Extend the description of the xpqa_spa_spa retrieval split, picking up right after its final sentence.

**SOURCE EXCERPT**.
════

NanoMTEB-Spanish / xpqa_spa_spa
Overview
xpqa_spa_spa is the Spanish-to-Spanish xPQA retrieval split. Both queries and candidate documents are Spanish. The task models product question answering in an e-commerce setting: a user asks a short Spanish question about a product, and the retriever must find short Spanish answer snippets that address the requested detail. Unlike the cross-lingual xPQA directions, this split keeps language constant, so exact product vocabulary can help more.
The Nano split contains 200 queries, 1,941 documents, and 488 positive relevance judgments. Queries average about 45 characters, while documents average about 68 characters. The average positives per query is 2.44, and 127 queries have multiple positives. Many documents are direct answer snippets with yes/no polarity, quantities, materials, model codes, dimensions, and compatibility claims.
Details
What the Original Data Measures
xPQA collects product questions and candidate answer information from e-commerce data. The retrieval objective is to rank answer snippets that fully or partially answer the question. Even in the monolingual Spanish condition, this is not generic semantic search: relevance depends on product-specific facts, such as whether a pack has 12 units, whether a material is stainless steel, whether an item is real silver, or whether a product fits a specific use.
The task rewards models that preserve concrete purchase and usage details. A related product snippet is not enough unless it answers the exact question.
Observed Data Profile
Queries are compact product questions, often asking yes/no or either/or details. Candidate documents are also short and answer-like. Many begin with Sí, No, or Un cliente ha dicho, followed by the relevant product fact. This makes polarity, attribute names, quantities, and product constraints central to retrieval.
Examples include questions about whether a pack of three straps contains different sizes, whether sizes run large or tight, whether a guitar model is acoustic or electro-acoustic, how to choose a size, and whether a pack includes 12 units.
BM25 Evaluation Profile
BM25 is moderately strong, with nDCG@10 of 0.4829, hit@10 of 0.7000, and recall@100 of 0.7766. Because both query and answer are Spanish, lexical overlap on product terms, quantities, sizes, and materials helps substantially. This is much easier for BM25 than the cross-lingual XPQA directions.

════

**EXTRACTED INFORMATION**.

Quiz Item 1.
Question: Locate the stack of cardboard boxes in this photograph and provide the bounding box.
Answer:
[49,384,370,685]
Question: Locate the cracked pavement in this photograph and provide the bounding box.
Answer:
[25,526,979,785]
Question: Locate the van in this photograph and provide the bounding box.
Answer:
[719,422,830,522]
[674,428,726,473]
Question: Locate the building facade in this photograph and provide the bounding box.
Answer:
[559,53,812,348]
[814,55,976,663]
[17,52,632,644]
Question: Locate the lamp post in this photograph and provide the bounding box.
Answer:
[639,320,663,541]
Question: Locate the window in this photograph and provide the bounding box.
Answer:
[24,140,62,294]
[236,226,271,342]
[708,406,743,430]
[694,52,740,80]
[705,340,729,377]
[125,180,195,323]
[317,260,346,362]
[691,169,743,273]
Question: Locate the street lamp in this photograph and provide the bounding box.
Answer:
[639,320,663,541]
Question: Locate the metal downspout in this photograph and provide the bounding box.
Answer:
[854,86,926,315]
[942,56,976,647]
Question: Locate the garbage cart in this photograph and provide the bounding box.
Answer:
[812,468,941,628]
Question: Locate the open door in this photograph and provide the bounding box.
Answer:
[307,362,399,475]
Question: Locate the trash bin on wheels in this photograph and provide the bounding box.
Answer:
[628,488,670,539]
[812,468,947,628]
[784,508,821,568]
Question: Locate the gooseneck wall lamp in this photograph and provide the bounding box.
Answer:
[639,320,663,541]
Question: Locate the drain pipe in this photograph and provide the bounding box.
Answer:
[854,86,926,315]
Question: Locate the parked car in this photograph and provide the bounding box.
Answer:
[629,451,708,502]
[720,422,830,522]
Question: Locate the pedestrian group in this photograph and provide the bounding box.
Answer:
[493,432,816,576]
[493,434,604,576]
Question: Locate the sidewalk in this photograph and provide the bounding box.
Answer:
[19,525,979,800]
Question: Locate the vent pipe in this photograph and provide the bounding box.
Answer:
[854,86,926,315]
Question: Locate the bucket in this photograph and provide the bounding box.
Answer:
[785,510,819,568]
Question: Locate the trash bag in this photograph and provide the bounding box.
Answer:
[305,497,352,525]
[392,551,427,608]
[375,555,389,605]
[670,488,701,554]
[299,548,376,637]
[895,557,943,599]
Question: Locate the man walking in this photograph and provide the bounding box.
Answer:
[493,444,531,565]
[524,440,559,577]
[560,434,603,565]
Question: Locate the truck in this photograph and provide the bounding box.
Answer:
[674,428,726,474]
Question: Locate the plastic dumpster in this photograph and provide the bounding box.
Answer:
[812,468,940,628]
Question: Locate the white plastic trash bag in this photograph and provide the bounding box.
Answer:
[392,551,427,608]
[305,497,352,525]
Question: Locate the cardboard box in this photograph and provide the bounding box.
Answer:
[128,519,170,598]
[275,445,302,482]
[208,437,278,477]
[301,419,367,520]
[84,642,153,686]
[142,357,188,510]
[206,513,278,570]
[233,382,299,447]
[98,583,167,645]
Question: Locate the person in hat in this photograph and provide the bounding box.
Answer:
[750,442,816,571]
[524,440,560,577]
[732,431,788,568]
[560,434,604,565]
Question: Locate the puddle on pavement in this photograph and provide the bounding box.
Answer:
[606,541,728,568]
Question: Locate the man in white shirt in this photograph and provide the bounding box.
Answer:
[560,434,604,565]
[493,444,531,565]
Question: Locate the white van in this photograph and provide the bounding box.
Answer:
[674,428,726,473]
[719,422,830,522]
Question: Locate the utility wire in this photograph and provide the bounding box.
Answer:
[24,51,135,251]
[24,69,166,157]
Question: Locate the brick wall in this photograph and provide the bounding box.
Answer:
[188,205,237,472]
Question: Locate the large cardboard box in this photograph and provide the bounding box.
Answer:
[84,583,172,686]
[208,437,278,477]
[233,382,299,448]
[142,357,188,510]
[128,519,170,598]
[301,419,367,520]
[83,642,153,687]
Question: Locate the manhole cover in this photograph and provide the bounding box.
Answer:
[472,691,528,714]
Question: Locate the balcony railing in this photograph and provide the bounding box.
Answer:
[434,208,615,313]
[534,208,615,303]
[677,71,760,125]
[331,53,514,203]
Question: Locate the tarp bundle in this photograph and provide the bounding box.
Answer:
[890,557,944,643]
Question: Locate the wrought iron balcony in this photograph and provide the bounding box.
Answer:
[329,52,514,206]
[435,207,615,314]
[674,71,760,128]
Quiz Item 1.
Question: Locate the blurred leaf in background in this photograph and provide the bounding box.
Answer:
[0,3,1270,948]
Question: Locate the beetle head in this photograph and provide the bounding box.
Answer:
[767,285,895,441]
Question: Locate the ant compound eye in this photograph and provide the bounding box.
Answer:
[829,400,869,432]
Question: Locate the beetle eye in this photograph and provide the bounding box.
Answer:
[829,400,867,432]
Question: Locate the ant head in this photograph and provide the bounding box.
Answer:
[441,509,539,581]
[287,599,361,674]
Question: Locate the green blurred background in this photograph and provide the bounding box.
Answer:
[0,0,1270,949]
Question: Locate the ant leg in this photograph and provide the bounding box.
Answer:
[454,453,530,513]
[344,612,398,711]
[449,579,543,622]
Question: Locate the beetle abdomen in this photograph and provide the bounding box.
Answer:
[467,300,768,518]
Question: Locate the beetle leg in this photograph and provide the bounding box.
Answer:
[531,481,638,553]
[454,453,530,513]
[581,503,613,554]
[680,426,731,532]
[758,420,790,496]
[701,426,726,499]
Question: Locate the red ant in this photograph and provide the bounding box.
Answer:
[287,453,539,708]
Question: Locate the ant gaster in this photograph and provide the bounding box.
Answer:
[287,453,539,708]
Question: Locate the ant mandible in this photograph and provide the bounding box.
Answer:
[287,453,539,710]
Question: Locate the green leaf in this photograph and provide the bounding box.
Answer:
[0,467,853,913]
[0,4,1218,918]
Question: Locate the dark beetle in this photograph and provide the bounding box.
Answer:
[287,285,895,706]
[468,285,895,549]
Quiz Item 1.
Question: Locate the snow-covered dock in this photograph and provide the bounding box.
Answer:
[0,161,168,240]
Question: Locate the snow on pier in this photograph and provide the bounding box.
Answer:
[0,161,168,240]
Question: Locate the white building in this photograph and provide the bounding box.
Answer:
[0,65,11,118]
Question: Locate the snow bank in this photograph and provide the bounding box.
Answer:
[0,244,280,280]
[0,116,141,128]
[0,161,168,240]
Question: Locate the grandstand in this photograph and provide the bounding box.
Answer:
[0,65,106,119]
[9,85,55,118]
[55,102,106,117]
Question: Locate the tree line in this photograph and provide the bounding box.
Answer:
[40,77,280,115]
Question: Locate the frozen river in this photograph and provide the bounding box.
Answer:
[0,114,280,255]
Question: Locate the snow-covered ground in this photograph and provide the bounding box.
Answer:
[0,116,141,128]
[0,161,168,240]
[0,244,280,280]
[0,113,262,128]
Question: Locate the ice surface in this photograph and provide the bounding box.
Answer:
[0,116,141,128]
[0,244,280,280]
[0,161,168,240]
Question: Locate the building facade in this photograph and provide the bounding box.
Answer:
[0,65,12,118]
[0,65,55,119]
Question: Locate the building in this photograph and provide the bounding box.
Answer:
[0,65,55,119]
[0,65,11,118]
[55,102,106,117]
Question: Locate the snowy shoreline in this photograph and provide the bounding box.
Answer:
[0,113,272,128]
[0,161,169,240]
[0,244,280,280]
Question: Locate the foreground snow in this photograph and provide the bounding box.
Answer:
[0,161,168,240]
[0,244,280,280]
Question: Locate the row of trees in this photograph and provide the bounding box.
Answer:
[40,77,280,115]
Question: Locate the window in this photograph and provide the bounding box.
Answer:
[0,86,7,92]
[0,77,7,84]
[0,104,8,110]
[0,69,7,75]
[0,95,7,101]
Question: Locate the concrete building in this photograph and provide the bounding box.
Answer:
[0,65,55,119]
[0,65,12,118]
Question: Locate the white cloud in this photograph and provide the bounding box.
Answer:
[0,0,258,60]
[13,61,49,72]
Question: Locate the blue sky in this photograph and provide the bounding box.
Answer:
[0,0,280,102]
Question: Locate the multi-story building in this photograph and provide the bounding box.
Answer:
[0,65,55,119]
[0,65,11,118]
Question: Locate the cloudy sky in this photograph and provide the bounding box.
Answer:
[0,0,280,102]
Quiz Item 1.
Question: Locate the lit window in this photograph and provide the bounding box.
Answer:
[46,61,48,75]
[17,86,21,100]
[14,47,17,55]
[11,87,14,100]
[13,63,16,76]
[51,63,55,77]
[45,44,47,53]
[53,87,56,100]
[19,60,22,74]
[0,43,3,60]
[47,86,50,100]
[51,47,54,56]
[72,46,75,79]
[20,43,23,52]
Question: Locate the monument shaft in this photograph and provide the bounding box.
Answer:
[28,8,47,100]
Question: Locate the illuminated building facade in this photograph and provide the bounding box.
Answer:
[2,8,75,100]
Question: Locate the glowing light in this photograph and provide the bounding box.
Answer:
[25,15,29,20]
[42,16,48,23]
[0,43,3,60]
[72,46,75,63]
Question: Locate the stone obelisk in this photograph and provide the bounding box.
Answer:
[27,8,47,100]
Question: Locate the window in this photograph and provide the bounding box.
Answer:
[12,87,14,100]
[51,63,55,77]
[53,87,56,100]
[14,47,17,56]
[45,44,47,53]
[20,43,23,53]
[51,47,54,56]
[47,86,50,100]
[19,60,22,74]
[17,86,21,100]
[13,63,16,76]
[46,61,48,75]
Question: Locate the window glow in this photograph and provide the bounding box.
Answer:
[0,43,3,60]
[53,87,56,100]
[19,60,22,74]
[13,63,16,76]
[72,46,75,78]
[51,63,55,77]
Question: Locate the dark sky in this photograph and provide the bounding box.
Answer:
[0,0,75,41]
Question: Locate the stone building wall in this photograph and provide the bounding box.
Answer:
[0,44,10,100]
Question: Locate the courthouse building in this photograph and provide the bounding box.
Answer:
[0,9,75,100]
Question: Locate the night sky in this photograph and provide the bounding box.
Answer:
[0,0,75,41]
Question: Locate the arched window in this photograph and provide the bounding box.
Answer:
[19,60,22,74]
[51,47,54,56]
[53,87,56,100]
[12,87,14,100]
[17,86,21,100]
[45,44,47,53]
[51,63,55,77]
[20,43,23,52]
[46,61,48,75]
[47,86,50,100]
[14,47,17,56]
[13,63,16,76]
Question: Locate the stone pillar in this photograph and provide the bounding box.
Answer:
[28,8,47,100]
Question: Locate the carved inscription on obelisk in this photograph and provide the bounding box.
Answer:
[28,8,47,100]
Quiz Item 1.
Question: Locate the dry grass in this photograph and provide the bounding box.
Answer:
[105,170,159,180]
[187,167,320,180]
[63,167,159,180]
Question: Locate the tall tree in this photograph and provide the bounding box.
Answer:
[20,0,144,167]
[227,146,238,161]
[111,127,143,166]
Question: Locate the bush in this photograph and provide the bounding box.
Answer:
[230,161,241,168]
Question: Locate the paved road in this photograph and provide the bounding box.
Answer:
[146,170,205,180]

════

**TASK ANSWER**.
BM25 still misses many positives. Answer snippets may use different wording from the question, or a customer answer may imply the property indirectly. Exact overlap can also retrieve wrong snippets from the same product category or same item.
Dense Evaluation Profile
The dense harrier-oss-270m run is strongest, with nDCG@10 of 0.5667, hit@10 of 0.7650, and recall@100 of 0.8975. Dense retrieval improves because it can match product-question intent to answer snippets even when the wording differs. It can connect a question about "tallas grandes o justas" to a snippet describing a tight, body-shaping fit.
The dense gain shows that monolingual product QA is still semantic. Product answers are short, informal, and often indirect. Dense retrieval is better at connecting the user's requested attribute to the answer evidence.
Reranking Hybrid Evaluation Profile
reranking_hybrid reports nDCG@10 of 0.5582, hit@10 of 0.7400, and recall@100 of 0.8832. Candidate lists contain 100 to 101 items, and 20 rows use the positive safeguard. Hybrid retrieval is close to dense but slightly lower across the reported metrics.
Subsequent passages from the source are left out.